DESCRIPTION OF THE TASK
Give only the lines from the one containing "the mountain silhouette" through the end of the material below, exactly as written.

══════════════════════════════

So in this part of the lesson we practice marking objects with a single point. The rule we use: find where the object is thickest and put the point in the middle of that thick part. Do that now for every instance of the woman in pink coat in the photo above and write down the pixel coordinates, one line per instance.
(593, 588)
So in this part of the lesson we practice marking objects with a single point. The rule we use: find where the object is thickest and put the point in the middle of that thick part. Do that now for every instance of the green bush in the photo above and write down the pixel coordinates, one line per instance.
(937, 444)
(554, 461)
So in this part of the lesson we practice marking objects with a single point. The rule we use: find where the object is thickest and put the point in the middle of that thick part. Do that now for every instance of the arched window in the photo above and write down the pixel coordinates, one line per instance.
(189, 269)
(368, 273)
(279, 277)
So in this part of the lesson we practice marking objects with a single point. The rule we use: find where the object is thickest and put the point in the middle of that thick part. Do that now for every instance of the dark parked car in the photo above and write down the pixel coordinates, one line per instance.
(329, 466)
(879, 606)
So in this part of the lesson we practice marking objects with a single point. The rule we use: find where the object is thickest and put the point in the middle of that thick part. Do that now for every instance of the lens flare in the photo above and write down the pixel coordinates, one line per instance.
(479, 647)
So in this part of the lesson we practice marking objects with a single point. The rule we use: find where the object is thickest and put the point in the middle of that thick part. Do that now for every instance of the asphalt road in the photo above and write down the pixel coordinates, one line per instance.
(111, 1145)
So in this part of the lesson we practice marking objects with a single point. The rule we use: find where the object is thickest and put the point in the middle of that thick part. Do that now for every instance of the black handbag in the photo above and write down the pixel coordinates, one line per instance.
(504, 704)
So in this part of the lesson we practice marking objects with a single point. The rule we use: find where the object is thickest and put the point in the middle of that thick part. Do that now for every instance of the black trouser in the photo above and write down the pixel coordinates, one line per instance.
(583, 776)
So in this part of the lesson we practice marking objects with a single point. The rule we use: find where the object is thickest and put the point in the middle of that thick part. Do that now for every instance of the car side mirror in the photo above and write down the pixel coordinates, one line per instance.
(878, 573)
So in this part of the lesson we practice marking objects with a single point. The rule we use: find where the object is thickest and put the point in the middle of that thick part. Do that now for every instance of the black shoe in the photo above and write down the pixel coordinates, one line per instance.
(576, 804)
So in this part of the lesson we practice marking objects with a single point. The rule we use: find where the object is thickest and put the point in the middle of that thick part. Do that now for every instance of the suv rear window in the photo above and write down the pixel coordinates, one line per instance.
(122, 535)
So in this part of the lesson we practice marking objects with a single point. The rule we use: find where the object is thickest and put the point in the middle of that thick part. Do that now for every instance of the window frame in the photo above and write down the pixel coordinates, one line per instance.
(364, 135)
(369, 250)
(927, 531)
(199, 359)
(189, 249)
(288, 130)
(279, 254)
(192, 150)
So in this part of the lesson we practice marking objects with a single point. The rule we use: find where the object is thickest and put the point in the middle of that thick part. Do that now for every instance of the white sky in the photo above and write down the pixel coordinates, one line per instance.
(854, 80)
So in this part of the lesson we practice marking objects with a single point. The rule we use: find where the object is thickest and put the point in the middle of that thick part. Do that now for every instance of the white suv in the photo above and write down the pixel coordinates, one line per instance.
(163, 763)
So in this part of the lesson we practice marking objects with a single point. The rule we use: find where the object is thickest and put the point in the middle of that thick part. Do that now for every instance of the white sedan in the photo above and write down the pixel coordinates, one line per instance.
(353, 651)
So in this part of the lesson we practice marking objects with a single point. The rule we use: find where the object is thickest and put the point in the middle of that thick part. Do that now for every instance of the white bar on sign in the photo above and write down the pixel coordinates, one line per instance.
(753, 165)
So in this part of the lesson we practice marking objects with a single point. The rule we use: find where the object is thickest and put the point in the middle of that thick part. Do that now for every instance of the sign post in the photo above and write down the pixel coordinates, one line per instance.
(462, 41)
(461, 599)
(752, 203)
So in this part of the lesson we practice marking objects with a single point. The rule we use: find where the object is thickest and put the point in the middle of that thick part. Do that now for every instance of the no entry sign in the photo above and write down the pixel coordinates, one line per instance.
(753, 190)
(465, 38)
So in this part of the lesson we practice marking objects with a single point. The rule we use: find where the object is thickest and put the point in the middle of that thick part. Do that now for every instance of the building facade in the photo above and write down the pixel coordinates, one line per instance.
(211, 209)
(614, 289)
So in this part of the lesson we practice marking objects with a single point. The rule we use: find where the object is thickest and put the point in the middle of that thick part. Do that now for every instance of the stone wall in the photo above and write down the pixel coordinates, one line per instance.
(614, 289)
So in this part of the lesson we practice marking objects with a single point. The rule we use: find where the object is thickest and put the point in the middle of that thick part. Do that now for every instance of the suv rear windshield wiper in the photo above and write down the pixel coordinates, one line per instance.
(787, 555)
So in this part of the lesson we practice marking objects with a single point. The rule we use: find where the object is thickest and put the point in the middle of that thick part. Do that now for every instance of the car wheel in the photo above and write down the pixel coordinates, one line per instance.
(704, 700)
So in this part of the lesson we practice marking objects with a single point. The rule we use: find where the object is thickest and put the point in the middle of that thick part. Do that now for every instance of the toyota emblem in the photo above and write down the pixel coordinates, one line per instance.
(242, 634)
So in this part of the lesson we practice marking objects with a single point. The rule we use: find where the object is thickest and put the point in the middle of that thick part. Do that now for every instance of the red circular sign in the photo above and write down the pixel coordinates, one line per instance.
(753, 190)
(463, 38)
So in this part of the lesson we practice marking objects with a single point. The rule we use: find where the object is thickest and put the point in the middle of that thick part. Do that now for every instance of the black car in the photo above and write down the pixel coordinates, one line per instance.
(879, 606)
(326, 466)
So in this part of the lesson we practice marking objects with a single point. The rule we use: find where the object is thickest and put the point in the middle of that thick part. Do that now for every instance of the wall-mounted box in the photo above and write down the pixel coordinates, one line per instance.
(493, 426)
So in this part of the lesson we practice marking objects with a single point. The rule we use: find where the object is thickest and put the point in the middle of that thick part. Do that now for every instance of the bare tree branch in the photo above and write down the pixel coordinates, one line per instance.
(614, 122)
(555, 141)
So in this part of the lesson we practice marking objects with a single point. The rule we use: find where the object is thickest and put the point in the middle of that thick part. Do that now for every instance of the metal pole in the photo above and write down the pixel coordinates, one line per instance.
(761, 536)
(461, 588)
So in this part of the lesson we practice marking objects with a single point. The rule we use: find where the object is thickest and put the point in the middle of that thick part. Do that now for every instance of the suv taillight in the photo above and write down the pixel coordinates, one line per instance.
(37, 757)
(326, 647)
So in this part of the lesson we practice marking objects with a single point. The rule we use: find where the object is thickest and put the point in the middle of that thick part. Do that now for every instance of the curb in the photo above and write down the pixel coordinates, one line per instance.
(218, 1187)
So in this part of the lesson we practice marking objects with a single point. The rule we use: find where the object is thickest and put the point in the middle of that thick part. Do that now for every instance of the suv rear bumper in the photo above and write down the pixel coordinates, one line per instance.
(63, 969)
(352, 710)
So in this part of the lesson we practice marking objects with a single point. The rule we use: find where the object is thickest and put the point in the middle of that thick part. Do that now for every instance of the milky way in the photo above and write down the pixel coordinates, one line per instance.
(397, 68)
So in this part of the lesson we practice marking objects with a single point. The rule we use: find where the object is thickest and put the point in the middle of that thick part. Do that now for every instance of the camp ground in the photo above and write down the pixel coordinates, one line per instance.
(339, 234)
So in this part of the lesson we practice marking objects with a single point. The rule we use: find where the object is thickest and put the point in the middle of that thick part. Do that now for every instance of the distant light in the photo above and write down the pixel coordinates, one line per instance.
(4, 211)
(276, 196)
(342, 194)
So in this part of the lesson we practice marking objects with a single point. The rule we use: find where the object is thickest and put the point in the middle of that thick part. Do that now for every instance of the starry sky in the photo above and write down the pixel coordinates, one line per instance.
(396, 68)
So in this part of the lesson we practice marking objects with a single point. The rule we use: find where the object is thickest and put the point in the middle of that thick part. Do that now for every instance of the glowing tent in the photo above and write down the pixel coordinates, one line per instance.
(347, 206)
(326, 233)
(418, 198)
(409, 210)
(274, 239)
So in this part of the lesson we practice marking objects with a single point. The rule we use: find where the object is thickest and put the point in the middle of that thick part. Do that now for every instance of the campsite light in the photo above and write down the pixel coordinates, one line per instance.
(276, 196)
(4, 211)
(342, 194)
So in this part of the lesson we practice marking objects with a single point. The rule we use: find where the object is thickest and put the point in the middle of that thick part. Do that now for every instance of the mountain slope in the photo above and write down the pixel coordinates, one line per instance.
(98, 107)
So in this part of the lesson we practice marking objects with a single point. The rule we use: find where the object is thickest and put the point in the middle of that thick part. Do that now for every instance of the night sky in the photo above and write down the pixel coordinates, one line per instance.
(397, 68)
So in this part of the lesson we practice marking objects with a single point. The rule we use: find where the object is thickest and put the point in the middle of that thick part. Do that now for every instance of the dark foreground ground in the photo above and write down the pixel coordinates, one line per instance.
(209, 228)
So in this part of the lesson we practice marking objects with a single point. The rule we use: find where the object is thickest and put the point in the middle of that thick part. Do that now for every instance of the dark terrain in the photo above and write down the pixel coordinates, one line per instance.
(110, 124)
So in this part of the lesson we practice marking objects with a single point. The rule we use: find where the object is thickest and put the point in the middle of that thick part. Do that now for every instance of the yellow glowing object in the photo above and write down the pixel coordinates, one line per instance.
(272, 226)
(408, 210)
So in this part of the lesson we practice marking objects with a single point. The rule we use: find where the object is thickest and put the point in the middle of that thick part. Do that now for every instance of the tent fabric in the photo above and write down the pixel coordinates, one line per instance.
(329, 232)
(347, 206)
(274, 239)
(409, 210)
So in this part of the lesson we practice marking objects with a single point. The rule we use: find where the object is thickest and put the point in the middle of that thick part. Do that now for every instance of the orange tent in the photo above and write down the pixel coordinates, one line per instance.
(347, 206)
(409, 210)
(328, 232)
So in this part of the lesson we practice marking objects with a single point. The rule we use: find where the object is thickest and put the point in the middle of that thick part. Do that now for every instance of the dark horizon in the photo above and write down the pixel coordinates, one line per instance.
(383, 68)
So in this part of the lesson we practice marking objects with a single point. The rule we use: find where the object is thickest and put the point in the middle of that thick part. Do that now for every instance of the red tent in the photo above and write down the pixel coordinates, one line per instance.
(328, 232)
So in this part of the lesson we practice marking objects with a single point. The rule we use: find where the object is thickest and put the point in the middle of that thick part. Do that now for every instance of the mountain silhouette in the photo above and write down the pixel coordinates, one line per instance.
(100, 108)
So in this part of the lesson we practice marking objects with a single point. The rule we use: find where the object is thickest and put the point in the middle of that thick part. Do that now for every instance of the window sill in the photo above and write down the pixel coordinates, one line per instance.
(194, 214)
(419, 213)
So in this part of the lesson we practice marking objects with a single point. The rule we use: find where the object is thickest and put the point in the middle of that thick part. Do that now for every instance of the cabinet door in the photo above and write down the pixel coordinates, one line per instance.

══════════════════════════════

COMPLETED EXERCISE
So in this part of the lesson we practice marking objects with a single point. The rule we use: find where the object is thickest and put the point in the middle of that thick part. Do that now for every instance of the mountain silhouette in the photo above and write down the pixel coordinates, one line per instance.
(100, 108)
So in this part of the lesson we practice marking objects with a single point. The rule we use: find where the object is thickest and put the point in the middle of that thick part. Do that now for every instance of the window sill in the photo above and write down the pixel coordinates, one line per instance.
(194, 214)
(419, 213)
So in this part of the lesson we practice marking objects with a single point. The rule we use: find where the object is thickest and put the point in the middle of that thick part. Do that now for every instance of the cabinet door in the photo above and write down the pixel coordinates, one line per instance.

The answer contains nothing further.